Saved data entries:
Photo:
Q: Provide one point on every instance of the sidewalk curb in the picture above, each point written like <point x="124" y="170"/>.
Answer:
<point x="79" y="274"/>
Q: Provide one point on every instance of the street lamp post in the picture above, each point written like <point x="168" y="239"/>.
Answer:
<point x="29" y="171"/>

--

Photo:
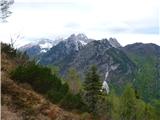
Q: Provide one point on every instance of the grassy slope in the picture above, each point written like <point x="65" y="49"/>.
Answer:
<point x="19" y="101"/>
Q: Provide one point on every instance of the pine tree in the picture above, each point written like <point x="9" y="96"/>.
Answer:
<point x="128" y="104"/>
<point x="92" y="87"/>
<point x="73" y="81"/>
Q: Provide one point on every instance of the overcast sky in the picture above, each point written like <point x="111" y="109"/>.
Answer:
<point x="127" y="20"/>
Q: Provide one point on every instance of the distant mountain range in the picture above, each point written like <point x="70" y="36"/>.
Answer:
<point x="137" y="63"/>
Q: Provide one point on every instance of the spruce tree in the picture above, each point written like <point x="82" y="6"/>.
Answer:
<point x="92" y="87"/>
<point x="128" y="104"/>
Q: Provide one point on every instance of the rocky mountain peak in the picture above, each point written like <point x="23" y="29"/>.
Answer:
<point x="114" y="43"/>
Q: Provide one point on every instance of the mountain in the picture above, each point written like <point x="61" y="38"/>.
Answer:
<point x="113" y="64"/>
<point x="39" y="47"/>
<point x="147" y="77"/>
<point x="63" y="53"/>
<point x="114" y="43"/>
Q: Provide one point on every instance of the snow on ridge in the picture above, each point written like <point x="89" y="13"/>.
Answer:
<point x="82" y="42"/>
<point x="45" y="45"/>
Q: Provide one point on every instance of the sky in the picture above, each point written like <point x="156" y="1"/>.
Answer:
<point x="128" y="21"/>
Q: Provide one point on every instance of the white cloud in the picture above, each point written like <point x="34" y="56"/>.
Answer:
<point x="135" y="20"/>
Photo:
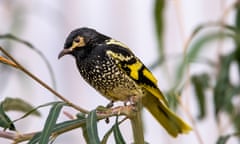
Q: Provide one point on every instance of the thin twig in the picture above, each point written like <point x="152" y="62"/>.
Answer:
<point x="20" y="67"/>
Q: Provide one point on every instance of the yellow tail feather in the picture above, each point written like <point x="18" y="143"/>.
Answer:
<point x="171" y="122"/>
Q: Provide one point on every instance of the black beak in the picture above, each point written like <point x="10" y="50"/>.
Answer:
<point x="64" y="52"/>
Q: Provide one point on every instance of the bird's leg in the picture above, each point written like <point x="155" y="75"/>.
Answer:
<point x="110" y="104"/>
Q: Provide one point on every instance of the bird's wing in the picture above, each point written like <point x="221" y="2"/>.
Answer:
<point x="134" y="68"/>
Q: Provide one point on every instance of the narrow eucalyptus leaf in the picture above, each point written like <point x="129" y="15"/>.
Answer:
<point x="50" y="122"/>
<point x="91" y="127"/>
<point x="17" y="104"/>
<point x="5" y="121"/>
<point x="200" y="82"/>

## Work required
Whenever a line of the entries contains the string "mountain", copy that line.

## Solution to this exercise
Q: Provide one point on every instance of the distant mountain range in the picture above, each point written like <point x="70" y="36"/>.
Q: Provide one point on every instance of the rocky mountain peak in the picture above, each point written like <point x="23" y="29"/>.
Q: Provide one point on every instance of the mountain in the picture above, each point written like <point x="61" y="38"/>.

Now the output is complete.